(Collection entries)

|---|

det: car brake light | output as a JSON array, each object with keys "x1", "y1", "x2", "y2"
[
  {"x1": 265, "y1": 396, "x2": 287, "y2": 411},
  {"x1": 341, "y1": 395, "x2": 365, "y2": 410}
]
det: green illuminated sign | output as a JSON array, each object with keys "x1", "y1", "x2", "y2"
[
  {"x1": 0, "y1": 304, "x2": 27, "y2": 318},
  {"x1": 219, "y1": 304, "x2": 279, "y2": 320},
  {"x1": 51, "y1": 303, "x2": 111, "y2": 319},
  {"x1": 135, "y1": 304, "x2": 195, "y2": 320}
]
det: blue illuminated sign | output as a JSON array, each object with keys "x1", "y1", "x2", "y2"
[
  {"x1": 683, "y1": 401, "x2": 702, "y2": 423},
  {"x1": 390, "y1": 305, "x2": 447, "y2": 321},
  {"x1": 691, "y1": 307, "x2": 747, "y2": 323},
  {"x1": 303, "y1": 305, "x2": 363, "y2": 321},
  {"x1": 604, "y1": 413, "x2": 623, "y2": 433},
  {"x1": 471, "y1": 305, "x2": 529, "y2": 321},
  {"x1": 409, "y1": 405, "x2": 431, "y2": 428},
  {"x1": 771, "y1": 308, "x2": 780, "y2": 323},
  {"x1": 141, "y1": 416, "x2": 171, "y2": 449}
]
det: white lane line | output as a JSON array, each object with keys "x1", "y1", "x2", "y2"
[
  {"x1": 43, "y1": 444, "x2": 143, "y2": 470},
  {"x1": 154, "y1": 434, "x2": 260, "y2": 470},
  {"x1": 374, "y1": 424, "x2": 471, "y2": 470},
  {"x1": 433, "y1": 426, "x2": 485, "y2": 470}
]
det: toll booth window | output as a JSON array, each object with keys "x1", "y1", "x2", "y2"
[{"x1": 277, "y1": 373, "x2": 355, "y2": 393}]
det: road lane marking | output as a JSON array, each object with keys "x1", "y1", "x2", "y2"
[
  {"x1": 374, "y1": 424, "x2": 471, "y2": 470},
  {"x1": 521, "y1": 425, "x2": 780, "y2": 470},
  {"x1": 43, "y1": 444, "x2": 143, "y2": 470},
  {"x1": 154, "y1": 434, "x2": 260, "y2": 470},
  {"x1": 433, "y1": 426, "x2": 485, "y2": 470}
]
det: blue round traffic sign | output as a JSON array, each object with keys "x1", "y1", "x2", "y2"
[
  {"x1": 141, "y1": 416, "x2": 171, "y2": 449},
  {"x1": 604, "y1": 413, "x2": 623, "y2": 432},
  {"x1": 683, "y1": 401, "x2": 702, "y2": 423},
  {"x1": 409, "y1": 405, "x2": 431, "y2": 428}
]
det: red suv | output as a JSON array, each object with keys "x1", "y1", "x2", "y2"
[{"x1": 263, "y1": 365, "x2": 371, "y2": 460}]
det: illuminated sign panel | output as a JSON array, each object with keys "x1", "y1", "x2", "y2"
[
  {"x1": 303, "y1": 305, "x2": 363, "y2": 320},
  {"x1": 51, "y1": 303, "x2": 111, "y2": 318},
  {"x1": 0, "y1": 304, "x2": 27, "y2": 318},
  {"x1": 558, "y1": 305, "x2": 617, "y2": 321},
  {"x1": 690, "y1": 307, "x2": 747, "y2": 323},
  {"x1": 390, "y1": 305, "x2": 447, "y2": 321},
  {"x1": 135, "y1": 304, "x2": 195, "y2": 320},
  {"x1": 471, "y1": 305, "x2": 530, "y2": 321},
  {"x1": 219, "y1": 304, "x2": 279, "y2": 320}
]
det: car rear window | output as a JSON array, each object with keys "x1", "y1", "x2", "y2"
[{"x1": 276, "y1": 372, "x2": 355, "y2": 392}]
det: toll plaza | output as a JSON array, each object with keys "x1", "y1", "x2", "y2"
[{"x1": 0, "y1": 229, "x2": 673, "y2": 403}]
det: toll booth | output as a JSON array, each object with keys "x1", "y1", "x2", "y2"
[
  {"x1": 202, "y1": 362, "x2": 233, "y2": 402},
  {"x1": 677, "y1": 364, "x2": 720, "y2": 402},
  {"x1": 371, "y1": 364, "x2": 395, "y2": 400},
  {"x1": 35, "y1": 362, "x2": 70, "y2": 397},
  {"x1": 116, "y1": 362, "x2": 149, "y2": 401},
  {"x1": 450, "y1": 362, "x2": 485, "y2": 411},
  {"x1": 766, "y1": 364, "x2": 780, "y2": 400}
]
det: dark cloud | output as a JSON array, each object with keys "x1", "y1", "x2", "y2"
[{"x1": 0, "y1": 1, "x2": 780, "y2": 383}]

|---|

• _WHAT IS REQUIRED_
Print every one of the items above again, character for character, without changing anything.

• _RESULT OF THE EXERCISE_
det: car brake light | output as a JSON array, each object with keys "x1", "y1", "x2", "y2"
[
  {"x1": 265, "y1": 396, "x2": 287, "y2": 411},
  {"x1": 341, "y1": 395, "x2": 365, "y2": 410}
]
det: green illuminated sign | output as a JSON array, each object with keys "x1", "y1", "x2", "y2"
[
  {"x1": 0, "y1": 304, "x2": 27, "y2": 318},
  {"x1": 219, "y1": 304, "x2": 279, "y2": 320},
  {"x1": 51, "y1": 303, "x2": 111, "y2": 319},
  {"x1": 135, "y1": 304, "x2": 195, "y2": 320}
]
det: blue illuminated sign | output as a JSON array, each object with keys "x1", "y1", "x2", "y2"
[
  {"x1": 683, "y1": 401, "x2": 702, "y2": 423},
  {"x1": 390, "y1": 305, "x2": 447, "y2": 321},
  {"x1": 691, "y1": 307, "x2": 747, "y2": 323},
  {"x1": 303, "y1": 305, "x2": 363, "y2": 321},
  {"x1": 604, "y1": 413, "x2": 623, "y2": 433},
  {"x1": 471, "y1": 305, "x2": 529, "y2": 321},
  {"x1": 409, "y1": 405, "x2": 431, "y2": 428},
  {"x1": 771, "y1": 308, "x2": 780, "y2": 323},
  {"x1": 141, "y1": 416, "x2": 171, "y2": 449}
]
det: white lane line | output as a JSON array, each object with keys "x1", "y1", "x2", "y2"
[
  {"x1": 43, "y1": 444, "x2": 143, "y2": 470},
  {"x1": 154, "y1": 434, "x2": 260, "y2": 470},
  {"x1": 374, "y1": 424, "x2": 471, "y2": 470},
  {"x1": 433, "y1": 426, "x2": 485, "y2": 470}
]
det: toll booth window | output as a JSON array, each object with keys "x1", "y1", "x2", "y2"
[{"x1": 277, "y1": 373, "x2": 355, "y2": 393}]
det: road lane marking | output as a JSON array, each object with keys "x1", "y1", "x2", "y2"
[
  {"x1": 374, "y1": 424, "x2": 471, "y2": 470},
  {"x1": 521, "y1": 425, "x2": 780, "y2": 470},
  {"x1": 43, "y1": 444, "x2": 143, "y2": 470},
  {"x1": 154, "y1": 434, "x2": 260, "y2": 470},
  {"x1": 433, "y1": 426, "x2": 485, "y2": 470}
]
det: blue round traffic sign | output as a JSON array, each object with keys "x1", "y1", "x2", "y2"
[
  {"x1": 141, "y1": 416, "x2": 171, "y2": 449},
  {"x1": 604, "y1": 413, "x2": 623, "y2": 432},
  {"x1": 683, "y1": 401, "x2": 702, "y2": 423},
  {"x1": 409, "y1": 405, "x2": 431, "y2": 428}
]
det: red suv | output as a JSON array, each object with keys "x1", "y1", "x2", "y2"
[{"x1": 263, "y1": 365, "x2": 371, "y2": 460}]
det: illuminated sign panel | output as a JSON array, each object with keys "x1", "y1", "x2", "y2"
[
  {"x1": 303, "y1": 305, "x2": 363, "y2": 320},
  {"x1": 51, "y1": 303, "x2": 111, "y2": 318},
  {"x1": 0, "y1": 304, "x2": 27, "y2": 318},
  {"x1": 558, "y1": 305, "x2": 617, "y2": 321},
  {"x1": 690, "y1": 307, "x2": 747, "y2": 323},
  {"x1": 390, "y1": 305, "x2": 447, "y2": 321},
  {"x1": 135, "y1": 304, "x2": 195, "y2": 320},
  {"x1": 471, "y1": 305, "x2": 530, "y2": 321},
  {"x1": 219, "y1": 304, "x2": 279, "y2": 320}
]
det: car rear window | output as a JSON array, each object with keys "x1", "y1", "x2", "y2"
[{"x1": 276, "y1": 372, "x2": 355, "y2": 392}]
det: toll plaza | output as a JSON array, each object with keys "x1", "y1", "x2", "y2"
[{"x1": 0, "y1": 229, "x2": 673, "y2": 403}]
det: toll booth | output as a JSON array, each object with keys "x1", "y1", "x2", "y2"
[
  {"x1": 202, "y1": 362, "x2": 233, "y2": 402},
  {"x1": 677, "y1": 364, "x2": 720, "y2": 402},
  {"x1": 371, "y1": 364, "x2": 395, "y2": 400},
  {"x1": 35, "y1": 362, "x2": 70, "y2": 397},
  {"x1": 116, "y1": 362, "x2": 149, "y2": 401},
  {"x1": 450, "y1": 362, "x2": 485, "y2": 411},
  {"x1": 766, "y1": 364, "x2": 780, "y2": 400}
]
det: dark cloud | output as a JSON array, each object with keys "x1", "y1", "x2", "y2"
[{"x1": 0, "y1": 1, "x2": 780, "y2": 383}]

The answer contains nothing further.